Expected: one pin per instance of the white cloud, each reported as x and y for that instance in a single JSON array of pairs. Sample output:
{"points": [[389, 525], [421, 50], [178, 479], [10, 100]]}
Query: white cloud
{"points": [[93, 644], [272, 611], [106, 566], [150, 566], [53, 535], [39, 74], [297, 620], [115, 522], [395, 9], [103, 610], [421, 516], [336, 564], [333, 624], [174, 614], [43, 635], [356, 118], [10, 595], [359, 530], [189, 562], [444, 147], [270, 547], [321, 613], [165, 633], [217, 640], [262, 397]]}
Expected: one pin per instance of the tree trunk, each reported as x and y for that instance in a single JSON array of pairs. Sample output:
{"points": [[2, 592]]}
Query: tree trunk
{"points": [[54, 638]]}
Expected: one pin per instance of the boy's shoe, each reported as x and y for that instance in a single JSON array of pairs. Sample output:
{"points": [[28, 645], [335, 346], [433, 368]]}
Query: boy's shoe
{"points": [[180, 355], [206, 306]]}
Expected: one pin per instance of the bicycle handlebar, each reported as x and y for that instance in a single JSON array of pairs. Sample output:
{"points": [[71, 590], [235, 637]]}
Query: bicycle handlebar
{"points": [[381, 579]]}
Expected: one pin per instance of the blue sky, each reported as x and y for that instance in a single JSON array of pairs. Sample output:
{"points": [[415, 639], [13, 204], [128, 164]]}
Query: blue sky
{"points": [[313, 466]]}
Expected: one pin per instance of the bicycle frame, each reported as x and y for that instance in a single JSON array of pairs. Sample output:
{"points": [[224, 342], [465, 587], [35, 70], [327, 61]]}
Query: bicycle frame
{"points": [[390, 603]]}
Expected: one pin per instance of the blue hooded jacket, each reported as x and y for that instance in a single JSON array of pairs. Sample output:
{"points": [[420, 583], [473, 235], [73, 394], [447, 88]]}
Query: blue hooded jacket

### Exercise description
Copy each line exactly, from the line containing "Expected: one pin per instance of the boy's" down to the last line of the material, and no other lines.

### Written answer
Expected: one pin per instance of the boy's shoe, each reported as x and y for that instance in a single JSON array of pairs. Sample output:
{"points": [[28, 645], [335, 346], [433, 368]]}
Query: boy's shoe
{"points": [[180, 355], [206, 306]]}
Expected: one pin per instance of the bicycle handlebar, each reported as x and y for that instance in a single JSON array of pairs. Sample output:
{"points": [[71, 590], [235, 637]]}
Query: bicycle handlebar
{"points": [[381, 579]]}
Expected: one pin per instance of the blue sky, each reported as x and y for that instance in a single JSON array of pairs. Sample output:
{"points": [[415, 639], [13, 204], [128, 164]]}
Query: blue sky
{"points": [[313, 466]]}
Expected: one pin per instance of the bicycle frame, each reported as x and y for that instance in a single JSON array of pairs. Sample output:
{"points": [[224, 342], [465, 587], [35, 70], [327, 61]]}
Query: bicycle frame
{"points": [[390, 603]]}
Expected: one pin per instance of the blue hooded jacket, each reported as x and y for that instance in a single JSON array of pairs. Sample output:
{"points": [[420, 583], [473, 235], [73, 394], [447, 88]]}
Query: blue hooded jacket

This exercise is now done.